- **KUTIPAN DOKUMEN**:
┌────────

Ø Secara psikologis, rupanya masuk akal bahwa Yesus mengalami
godaan itu pada awal karya-Nya.
Ø Menurut
cara berpikir jemaat Kristen Perdana, setiap tawaran jahat bukan semata-mata
muncul dari konflik psikologis dengan diri sendiri, tapi juga bisa dikenakan
pada penggodaan setan.
Pencobaan terhadap Yesus
di padang gurun ini sekali lagi hendak menegaskan bahwa Yesus adalah seorang
manusia. Sekali lagi Ia menunjukkan solidaritasnya dengan umat manusia. Godaan
itu menunjukkan bahwa Yesus mengalami konsekuensi dari kondisi kemanusiaan yang
terluka oleh dosa.
ü Di
taman Getsemani, Yesus mengalami ketakutan dan gentar. Yesus seolah-olah
tiba-tiba menjadi sadar akan peristiwa yang mengerikan yang segera akan
terjadi. Dari satu pihak Ia merasa berjalan sesuai dengan kehendak Allah,
tetapi dari lain pihak ada ancaman
kematian. Pengalaman itu membuat Yesus terkejut dan ketakutan. Dari penderitaan
Yesus di Getsemani, kita bisa mengenal
manusia Yesus yang membawa di dalam diri-Nya kerapuhan manusiawi. Di situ,
tampak bahwa Yesus bukanlah seorang manusia superman, seperti kesan umum bila
kita berbicara tentang Yesus iman sebagai Putera Allah. Ketakutan Yesus
megnhadapi kematian adalah bukti bahwa Yesus berada dalam kondisi kemanusiaan
universal yang takut terhadap kematian.
ü Kematian
Yesus di Golgota (Mat 27:45-56; Mrk
15:33-41; Luk 23:44-49; Yoh 19:28-30) sebagai pengurbanan diri-Nya untuk
menebus dosa-dosa umat manusia akhirnya semakin menegaskan bahwa Yesus adalah
sungguh-sungguh manusia.

└────────

- **DATA**:
┌────────

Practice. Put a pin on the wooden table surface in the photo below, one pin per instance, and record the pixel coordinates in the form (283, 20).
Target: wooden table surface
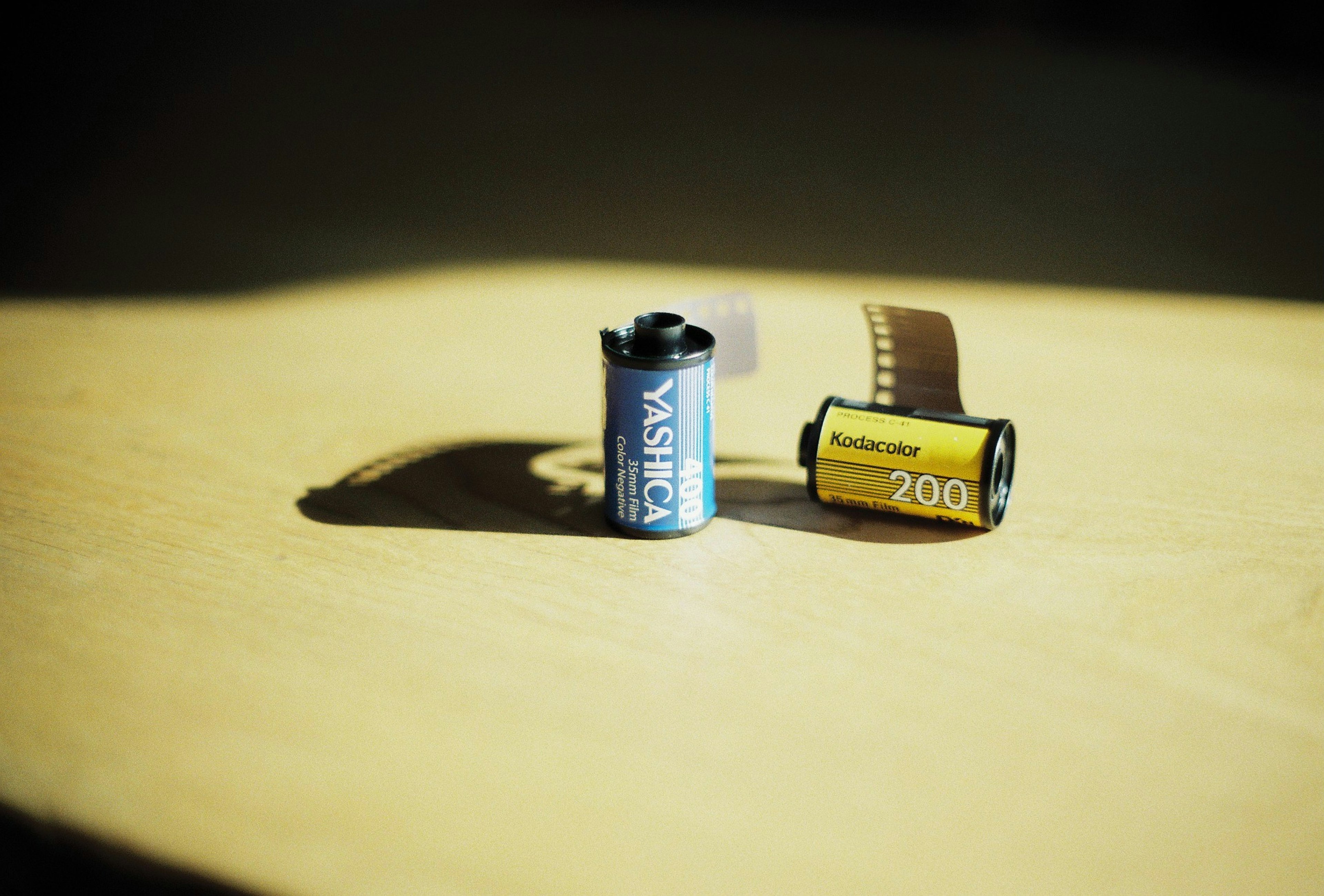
(305, 589)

└────────

- **INSTRUKSI**: Menurut kutipan dokumen, di tempat mana Yesus mengalami ketakutan dan gentar?

- **JAWABAN**: Di taman Getsemani.